Compiti da svolgere:
A - Riassumi la recensione di Lonesome Dove in due frasi.
B - Nella recensione di Lonesome Dove, chi aveva tradotto l'edizione Mondadori del 1986?
C - Cita dalla recensione di Lonesome Dove il passo che comincia con "Nel 1986 il" e prosegue fino a "chissà quali avventure." compreso.

Ottima [...]]]> di Sandro Moiso

Larry McMurtry, Lonesome Dove, Einaudi 2017, collana Supercorall, pp. 952, € 25,00

Torna nelle librerie a trent’anni di distanza dalla prima edizione, nella nuova traduzione di Margherita Emo e con il titolo originale non tradotto, un autentico classico della letteratura western e della letteratura americana contemporanea. Sicuramente un’ottima scelta per una casa editrice che già ha avuto il merito di far conoscere in Italia l’opera di Cormac McCarthy (classe 1933), cui non solo idealmente è possibile ricollegare questo romanzo dell’altro grande vecchio del western: Larry McMurtry (classe 1936).

Ottima scelta per un paese in cui l’attenzione della critica letteraria per la letteratura americana sembra, negli ultimi anni, essersi concentrata principalmente su autori come David Foster Wallace o Don DeLillo. Scelta utile anche per contrastare un’idea di cultura e letteratura che incoraggia una certa critica, tutt’altro che competente, a recensire positivamente un film noioso e inutilmente ripetitivo come “Revenant” di Alejandro González Iñárritu, dimenticando o, peggio ancora ignorando, che alla base dello stesso possa esserci invece un ottimo ed essenziale romanzo come “Revenant. La storia vera di Hugh Glass e della sua vendetta” di Michael Punke, edito anch’esso da Einaudi nel 2014. Critici superficiali che finiscono col ridurre le vicende drammatiche dell’espansione wasp verso l’Occidente americano, nei primi decenni dell’Ottocento, ad una storiella degna del grande Blek. Ignorando così sia la storia che la tradizione letteraria degli Stati Uniti.

Nel 1986 il romanzo di Larry McMurtry, che aveva appena vinto il premio Pulitzer, era stato infatti edito da Arnoldo Mondadori con il titolo, poco accattivante per l’epoca, Un volo di colombe nella traduzione di Roberta Rambelli. Titolo che tradiva non solo il titolo originale,1 ma l’intero senso della storia narrata.
Devo infatti dire che, all’epoca, se non mi fosse stato regalato da un carissimo amico, non avrei mai preso in considerazione un libro che, a differenza dell’attuale riedizione, mostrava in copertina un’immagine e un titolo degni di un romanzo di Barbara Cartland: una giovane e avvenente donna bionda che salutava romanticamente un cowboy in sella e già pronto a partire per chissà quali avventure.

E proprio in tale suggerimento sta la questione, poiché se l’editore attuale si ostina ad inserirne ancora la trama nell’epopea della grande avventura del West, in realtà questo non è un romanzo di avventure. O, meglio, un romanzo in cui l’avventura costituisce il centro delle vicende. Larry McMurtry, nei romanzi che compongono la quadrilogia da cui è tratto Lonesome Dove,2 ma non solo in quelli, non è uno scrittore d’avventure. Cosa che lo metterebbe sul piano di Zane Grey, Louis L’Amour o altri autori seriali del genere western-avventuroso.

Elenco grezzo:
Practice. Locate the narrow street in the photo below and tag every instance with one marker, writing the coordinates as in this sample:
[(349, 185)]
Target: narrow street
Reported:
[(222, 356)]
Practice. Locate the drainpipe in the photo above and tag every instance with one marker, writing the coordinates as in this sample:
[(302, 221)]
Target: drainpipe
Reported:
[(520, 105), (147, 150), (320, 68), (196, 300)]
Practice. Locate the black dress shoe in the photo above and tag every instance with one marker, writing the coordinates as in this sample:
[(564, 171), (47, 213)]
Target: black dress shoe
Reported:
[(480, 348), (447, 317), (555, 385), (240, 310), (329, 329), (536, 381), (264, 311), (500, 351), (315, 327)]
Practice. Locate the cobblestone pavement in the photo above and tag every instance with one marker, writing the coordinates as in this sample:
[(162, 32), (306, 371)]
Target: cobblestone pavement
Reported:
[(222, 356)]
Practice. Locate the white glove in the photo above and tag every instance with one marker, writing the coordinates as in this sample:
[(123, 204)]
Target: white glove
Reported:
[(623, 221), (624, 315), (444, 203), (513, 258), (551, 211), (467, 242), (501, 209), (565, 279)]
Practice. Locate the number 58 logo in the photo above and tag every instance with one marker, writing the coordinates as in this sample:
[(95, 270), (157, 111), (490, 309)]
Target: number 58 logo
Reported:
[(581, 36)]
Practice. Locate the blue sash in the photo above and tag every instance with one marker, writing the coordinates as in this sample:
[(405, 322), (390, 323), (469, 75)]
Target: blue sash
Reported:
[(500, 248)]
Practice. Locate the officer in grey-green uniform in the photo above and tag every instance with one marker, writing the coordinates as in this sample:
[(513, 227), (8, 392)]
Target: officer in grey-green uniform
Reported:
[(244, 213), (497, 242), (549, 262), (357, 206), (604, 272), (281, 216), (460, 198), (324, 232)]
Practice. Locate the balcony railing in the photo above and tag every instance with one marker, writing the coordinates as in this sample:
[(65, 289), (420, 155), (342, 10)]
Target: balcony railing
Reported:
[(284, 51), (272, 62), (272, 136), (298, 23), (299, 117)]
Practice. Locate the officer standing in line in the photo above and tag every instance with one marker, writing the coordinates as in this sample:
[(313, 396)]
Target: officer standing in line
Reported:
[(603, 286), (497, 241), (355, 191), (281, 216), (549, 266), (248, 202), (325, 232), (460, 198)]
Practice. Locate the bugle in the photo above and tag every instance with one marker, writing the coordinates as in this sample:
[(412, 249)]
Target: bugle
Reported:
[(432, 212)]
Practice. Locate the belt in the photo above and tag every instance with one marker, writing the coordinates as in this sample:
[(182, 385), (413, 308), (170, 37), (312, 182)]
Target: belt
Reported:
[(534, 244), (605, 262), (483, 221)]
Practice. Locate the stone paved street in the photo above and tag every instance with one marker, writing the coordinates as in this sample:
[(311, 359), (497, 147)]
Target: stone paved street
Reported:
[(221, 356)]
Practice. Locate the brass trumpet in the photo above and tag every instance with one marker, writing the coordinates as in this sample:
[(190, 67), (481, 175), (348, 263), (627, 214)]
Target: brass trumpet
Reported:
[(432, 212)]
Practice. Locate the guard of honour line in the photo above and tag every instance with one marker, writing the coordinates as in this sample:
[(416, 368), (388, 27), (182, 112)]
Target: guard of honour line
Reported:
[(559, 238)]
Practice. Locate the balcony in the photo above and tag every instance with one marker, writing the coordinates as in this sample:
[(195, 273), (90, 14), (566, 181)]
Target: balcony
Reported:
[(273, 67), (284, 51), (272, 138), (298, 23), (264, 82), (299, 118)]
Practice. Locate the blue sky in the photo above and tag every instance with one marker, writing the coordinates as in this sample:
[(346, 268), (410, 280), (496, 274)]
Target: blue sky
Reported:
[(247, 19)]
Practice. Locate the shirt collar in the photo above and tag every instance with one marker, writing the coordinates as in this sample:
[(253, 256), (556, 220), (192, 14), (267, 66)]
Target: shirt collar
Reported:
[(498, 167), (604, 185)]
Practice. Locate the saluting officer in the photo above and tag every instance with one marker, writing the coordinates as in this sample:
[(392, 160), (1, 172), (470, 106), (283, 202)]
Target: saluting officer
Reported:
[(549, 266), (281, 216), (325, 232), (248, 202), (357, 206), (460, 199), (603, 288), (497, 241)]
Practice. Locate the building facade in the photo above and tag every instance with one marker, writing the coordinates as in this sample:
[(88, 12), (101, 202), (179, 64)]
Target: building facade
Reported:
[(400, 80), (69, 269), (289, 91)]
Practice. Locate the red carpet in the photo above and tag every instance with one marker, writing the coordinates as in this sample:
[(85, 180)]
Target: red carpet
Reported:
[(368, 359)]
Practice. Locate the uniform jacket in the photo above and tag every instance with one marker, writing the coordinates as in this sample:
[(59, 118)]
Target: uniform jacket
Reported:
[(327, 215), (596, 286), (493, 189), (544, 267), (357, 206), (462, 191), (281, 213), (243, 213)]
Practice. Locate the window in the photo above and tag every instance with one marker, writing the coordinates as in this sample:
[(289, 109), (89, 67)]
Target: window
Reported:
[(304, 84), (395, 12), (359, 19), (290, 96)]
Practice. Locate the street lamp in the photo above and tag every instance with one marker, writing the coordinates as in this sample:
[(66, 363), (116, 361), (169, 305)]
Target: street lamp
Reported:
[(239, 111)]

Risposte per compito:
A - Lonesome Dove di Larry McMurtry torna in libreria da Einaudi trent'anni dopo la prima edizione, con una nuova traduzione di Margherita Emo e con il titolo originale. L'edizione Mondadori del 1986, intitolata Un volo di colombe, tradiva il senso della storia, mentre secondo l'autore della recensione McMurtry non è uno scrittore d'avventure.

B - Roberta Rambelli.

C -
Nel 1986 il romanzo di Larry McMurtry, che aveva appena vinto il premio Pulitzer, era stato infatti edito da Arnoldo Mondadori con il titolo, poco accattivante per l’epoca, Un volo di colombe nella traduzione di Roberta Rambelli. Titolo che tradiva non solo il titolo originale,1 ma l’intero senso della storia narrata.
Devo infatti dire che, all’epoca, se non mi fosse stato regalato da un carissimo amico, non avrei mai preso in considerazione un libro che, a differenza dell’attuale riedizione, mostrava in copertina un’immagine e un titolo degni di un romanzo di Barbara Cartland: una giovane e avvenente donna bionda che salutava romanticamente un cowboy in sella e già pronto a partire per chissà quali avventure.